• [WHAT THE TASK ASKS]: Copy out the data word for word, starting at the line containing "Practice step: locate the truck door handle" and ending at the line containing "x=759, y=404", with both of those lines included.

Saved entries

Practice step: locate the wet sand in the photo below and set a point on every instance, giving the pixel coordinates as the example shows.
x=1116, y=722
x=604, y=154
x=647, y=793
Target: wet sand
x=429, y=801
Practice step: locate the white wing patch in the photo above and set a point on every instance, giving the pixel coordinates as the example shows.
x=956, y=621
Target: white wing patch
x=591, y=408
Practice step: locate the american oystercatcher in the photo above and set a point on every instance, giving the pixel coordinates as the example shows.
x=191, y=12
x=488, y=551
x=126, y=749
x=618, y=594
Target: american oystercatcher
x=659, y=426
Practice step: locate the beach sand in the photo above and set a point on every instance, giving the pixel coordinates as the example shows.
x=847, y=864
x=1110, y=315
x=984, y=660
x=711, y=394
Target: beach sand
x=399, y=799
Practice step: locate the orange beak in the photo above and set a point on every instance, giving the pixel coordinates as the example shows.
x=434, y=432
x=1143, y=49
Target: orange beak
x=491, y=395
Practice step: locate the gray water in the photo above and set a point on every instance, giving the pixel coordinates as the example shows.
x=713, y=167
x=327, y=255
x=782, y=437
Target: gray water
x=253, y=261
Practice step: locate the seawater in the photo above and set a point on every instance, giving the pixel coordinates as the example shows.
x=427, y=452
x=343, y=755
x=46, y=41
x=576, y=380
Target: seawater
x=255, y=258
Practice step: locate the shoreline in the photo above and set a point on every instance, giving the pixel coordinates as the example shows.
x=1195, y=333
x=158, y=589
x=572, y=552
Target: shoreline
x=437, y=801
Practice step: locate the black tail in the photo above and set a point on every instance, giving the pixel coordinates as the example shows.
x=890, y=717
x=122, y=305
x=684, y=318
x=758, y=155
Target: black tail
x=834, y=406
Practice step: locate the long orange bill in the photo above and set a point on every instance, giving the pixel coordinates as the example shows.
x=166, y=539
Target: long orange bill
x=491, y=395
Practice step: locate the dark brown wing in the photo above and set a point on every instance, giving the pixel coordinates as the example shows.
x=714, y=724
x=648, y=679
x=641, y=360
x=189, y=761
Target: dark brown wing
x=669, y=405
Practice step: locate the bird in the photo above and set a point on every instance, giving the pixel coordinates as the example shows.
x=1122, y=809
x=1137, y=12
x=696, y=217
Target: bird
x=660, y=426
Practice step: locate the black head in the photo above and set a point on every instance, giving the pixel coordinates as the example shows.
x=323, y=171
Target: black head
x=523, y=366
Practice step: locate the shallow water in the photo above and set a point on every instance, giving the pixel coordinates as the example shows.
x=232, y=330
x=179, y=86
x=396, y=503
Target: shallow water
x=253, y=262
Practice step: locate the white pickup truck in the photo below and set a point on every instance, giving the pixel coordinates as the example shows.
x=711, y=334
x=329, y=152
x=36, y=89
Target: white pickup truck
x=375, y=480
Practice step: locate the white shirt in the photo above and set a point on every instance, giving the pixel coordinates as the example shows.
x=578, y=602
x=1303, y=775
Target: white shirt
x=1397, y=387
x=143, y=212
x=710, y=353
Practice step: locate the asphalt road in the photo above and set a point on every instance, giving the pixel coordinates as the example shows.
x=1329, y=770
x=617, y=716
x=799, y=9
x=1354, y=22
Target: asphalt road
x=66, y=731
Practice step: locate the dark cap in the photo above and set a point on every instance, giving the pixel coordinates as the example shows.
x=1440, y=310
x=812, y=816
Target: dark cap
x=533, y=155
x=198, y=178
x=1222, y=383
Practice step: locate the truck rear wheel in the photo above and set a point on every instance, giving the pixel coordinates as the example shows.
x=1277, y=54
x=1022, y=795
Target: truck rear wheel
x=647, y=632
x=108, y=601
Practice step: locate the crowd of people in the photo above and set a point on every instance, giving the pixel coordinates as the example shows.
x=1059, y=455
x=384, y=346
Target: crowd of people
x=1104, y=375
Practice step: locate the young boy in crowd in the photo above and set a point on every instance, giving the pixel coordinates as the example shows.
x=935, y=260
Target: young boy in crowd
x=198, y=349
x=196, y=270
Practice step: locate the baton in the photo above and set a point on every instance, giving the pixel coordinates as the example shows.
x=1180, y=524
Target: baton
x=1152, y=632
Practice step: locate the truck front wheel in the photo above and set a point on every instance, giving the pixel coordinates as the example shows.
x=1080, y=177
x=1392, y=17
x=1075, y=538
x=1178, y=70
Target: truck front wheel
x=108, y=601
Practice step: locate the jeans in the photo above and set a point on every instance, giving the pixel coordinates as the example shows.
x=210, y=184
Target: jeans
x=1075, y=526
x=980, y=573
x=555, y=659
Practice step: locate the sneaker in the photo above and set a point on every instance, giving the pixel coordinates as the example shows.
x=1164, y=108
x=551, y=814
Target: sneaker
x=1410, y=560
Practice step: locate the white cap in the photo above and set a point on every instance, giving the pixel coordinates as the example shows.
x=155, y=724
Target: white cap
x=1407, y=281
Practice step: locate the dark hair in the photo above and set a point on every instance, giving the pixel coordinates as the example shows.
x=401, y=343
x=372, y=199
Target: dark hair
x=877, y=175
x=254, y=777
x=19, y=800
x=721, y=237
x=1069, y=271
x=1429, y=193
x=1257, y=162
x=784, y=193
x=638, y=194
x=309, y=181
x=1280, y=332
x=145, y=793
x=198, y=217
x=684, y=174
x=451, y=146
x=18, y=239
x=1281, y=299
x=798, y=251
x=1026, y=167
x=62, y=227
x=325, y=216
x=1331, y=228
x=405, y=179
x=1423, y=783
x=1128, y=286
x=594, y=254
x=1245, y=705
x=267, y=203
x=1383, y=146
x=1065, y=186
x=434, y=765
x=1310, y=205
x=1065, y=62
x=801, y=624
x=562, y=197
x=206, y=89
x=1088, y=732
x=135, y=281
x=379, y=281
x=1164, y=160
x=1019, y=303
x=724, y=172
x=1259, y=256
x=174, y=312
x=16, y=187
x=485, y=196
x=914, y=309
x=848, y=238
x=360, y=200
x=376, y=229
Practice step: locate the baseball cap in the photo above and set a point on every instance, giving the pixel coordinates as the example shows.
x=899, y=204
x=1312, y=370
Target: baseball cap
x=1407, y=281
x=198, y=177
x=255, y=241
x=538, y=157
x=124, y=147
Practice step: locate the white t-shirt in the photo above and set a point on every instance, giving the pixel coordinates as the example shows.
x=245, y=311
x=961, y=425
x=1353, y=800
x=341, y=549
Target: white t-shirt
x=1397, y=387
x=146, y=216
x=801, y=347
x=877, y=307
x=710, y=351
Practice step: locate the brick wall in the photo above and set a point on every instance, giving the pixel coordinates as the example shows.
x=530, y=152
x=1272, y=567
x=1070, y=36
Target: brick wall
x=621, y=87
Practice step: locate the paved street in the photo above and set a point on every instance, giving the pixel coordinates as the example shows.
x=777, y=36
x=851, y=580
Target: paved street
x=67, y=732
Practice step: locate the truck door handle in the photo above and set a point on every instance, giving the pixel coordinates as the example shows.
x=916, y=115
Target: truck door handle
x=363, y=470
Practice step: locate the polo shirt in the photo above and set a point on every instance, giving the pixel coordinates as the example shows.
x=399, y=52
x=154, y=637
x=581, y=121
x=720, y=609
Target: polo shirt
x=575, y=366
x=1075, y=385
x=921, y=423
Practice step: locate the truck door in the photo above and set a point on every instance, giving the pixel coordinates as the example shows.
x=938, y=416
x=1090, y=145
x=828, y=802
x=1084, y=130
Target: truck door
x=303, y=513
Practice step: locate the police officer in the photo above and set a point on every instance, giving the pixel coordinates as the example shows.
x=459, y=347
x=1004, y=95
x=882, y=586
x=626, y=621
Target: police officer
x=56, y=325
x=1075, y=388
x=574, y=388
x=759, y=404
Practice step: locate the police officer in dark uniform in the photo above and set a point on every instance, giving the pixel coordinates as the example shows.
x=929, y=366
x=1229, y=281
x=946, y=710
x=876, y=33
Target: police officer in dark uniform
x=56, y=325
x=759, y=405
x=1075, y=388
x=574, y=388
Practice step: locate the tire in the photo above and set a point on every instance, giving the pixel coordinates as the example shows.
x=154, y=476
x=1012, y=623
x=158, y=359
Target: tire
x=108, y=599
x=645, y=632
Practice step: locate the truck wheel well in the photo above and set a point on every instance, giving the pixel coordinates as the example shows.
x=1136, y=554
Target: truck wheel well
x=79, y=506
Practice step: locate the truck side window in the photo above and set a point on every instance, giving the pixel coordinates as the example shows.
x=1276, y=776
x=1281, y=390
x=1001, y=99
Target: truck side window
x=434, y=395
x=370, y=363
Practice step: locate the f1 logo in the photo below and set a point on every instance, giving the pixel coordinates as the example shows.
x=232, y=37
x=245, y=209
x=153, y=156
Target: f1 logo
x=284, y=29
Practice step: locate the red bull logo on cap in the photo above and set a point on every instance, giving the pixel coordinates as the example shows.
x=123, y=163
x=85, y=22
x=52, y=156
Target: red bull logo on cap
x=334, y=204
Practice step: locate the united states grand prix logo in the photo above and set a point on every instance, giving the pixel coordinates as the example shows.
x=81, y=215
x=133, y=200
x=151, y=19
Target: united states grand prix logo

• [OUTPUT FOR THIS TASK]:
Practice step: locate the truck door handle in the photo above and set a point on every instance, giving the pixel coordinates as the example shows.
x=916, y=115
Target: truck door handle
x=363, y=470
Practice step: locate the polo shirt in the photo above and set a point on every instance, giving the pixel coordinates as the example shows.
x=399, y=52
x=154, y=637
x=581, y=121
x=720, y=609
Target: polo shirt
x=575, y=366
x=1075, y=385
x=921, y=423
Practice step: locate the truck door in the photo above and set a point on every instance, giving the pixel coordinates as the example shows.
x=938, y=416
x=1090, y=145
x=828, y=802
x=1084, y=130
Target: truck door
x=303, y=513
Practice step: locate the police officer in the photo above and set a point on every instance, giving the pixel coordinates as the example shows.
x=459, y=347
x=1004, y=95
x=882, y=586
x=626, y=621
Target: police officer
x=56, y=325
x=1075, y=388
x=574, y=388
x=759, y=404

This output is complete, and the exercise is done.